Begin Page excerpt

A little change of pace. In this 1918 volume, Mr.
Perry, attempts to proffer a theme for what makes American literature/culture
unique to itself and not necessarily reflective of the European world that so
many of the nation’s earliest authors came from or were deeply influenced by.
It has more than a little to say about East vs. West,
read that Soft vs. Will, or Assumed Knowledge vs. Applied/Tested Knowledge.
"We are but strangers in an inn, but
passengers in a ship," said Roger Williams. This sense of the transiency
of human effort, the perishable nature of human institutions, was quick in the
consciousness of the gentleman adventurers and sober Puritan citizens who
emigrated from England to the New World. It had been a familiar note in the
poetry of that Elizabethan period which had followed with such breathless
interest the exploration of America. It was a conception which could be shared
alike by a saint like John Cotton or a soldier of fortune like John Smith. Men
are tent-dwellers. Today they settle here, and tomorrow they have struck camp
and are gone. We are strangers and sojourners, as all our fathers were. This
instinct of the camper has stamped itself upon American life and thought.
Venturesomeness, physical and moral daring, resourcefulness in emergencies, indifference
to negligible details, wastefulness of materials, boundless hope and confidence
in the morrow, are characteristics of the American. It is scarcely an
exaggeration to say that the "good American" has been he who has most
resembled a good camper. He has had robust health—unless or until he has abused
it,—a tolerant disposition, and an ability to apply his fingers or his brain to
many unrelated and unexpected tasks. He is disposed to blaze his own trail. He
has a touch of prodigality, and, withal, a knack of keeping his tent or his affairs
in better order than they seem. Above all, he has been ever ready to break camp
when he feels the impulse to wander. He likes to be "foot-loose." If
he does not build his roads as solidly as the Roman roads were built, nor his
houses like the English houses, it is because he feels that he is here today
and gone tomorrow. If he has squandered the physical resources of his
neighborhood, cutting the forests recklessly, exhausting the soil, surrendering
water power and minerals into a few far-clutching fingers, he has done it
because he expects, like Voltaire's Signor Pococurante, "to have a new
garden tomorrow, built on a nobler plan." When New York State grew too
crowded for Cooper's Leather-Stocking, he shouldered his pack, whistled to his
dog, glanced at the sun, and struck a bee-line for the Mississippi. Nothing
could be more typical of the first three hundred years of American history.

End Page excerpt
Begin Dataset extract

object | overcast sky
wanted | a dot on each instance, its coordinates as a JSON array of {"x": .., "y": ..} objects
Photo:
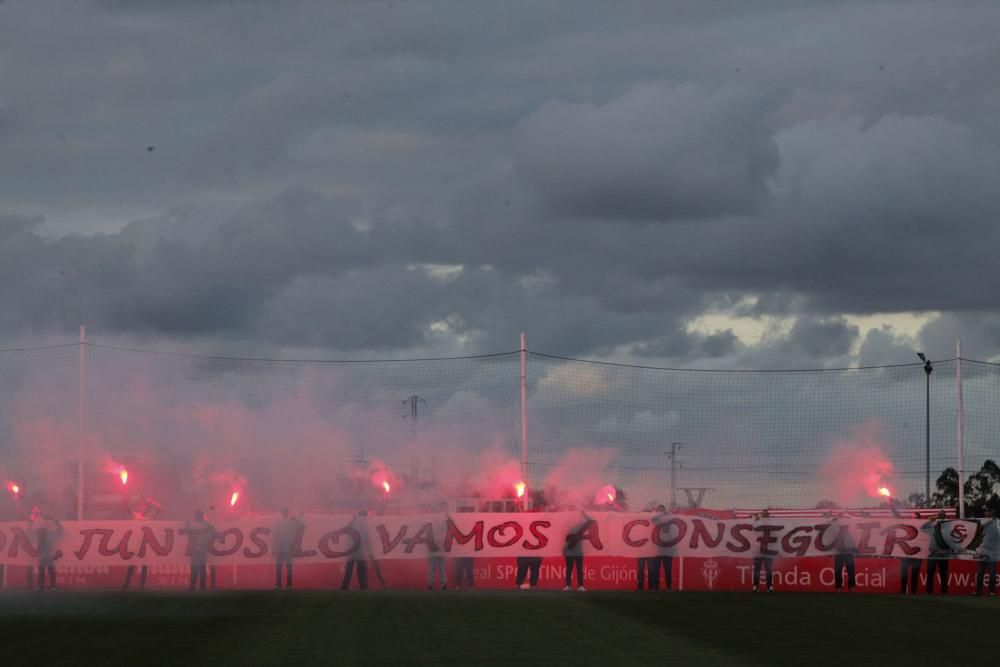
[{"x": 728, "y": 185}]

End Dataset extract

**What is required**.
According to the excerpt on the American as a camper, why has the American squandered the physical resources of his neighborhood? Explain in one to three sentences.

**The result**.
He has cut forests recklessly and exhausted the soil because he expects, like Voltaire's Signor Pococurante, "to have a new garden tomorrow, built on a nobler plan." Like a camper, he feels he is here today and gone tomorrow.